*Task*.
The records that follow are to be reproduced exactly. Any pictures in them are left out.
----- Data records
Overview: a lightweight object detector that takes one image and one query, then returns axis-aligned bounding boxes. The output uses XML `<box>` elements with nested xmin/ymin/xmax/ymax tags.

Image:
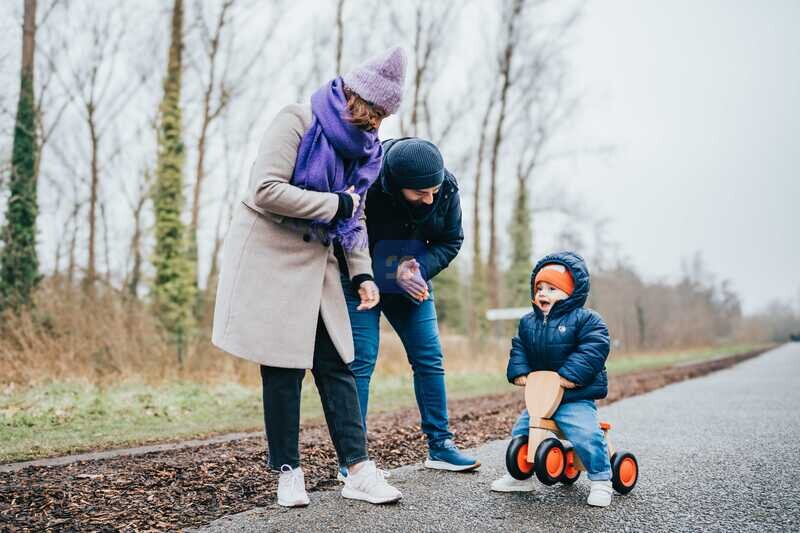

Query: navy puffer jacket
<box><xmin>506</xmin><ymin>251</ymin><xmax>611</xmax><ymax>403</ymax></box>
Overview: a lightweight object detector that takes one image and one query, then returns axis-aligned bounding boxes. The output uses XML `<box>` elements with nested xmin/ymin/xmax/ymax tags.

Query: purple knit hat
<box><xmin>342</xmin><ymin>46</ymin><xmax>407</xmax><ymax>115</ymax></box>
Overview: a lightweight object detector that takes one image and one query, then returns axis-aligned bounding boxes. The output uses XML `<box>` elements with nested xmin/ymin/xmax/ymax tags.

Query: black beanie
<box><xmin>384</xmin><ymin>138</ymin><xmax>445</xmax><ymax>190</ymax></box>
----------
*Solution to this task*.
Overview: a lightweight object detector that takes one image and one query, then returns axis-aligned bounding boxes. The output uses XML `<box>` elements with nested xmin/ymin/xmax/ymax tags.

Image:

Query: navy puffer jacket
<box><xmin>506</xmin><ymin>251</ymin><xmax>611</xmax><ymax>403</ymax></box>
Overview: a lightweight object detector that takes one image and one query, then returns axis-aligned bounding boxes. The output uses XML `<box>` elements with nested xmin/ymin/xmax/ymax tags.

Query: purple knit hat
<box><xmin>342</xmin><ymin>46</ymin><xmax>407</xmax><ymax>115</ymax></box>
Overview: a lightweight object detector that takes one image and one query, then returns axis-aligned bounding boxes. The output uses XML `<box>` elements with nested xmin/ymin/xmax/ymax tags.

Query: black beanie
<box><xmin>384</xmin><ymin>138</ymin><xmax>445</xmax><ymax>190</ymax></box>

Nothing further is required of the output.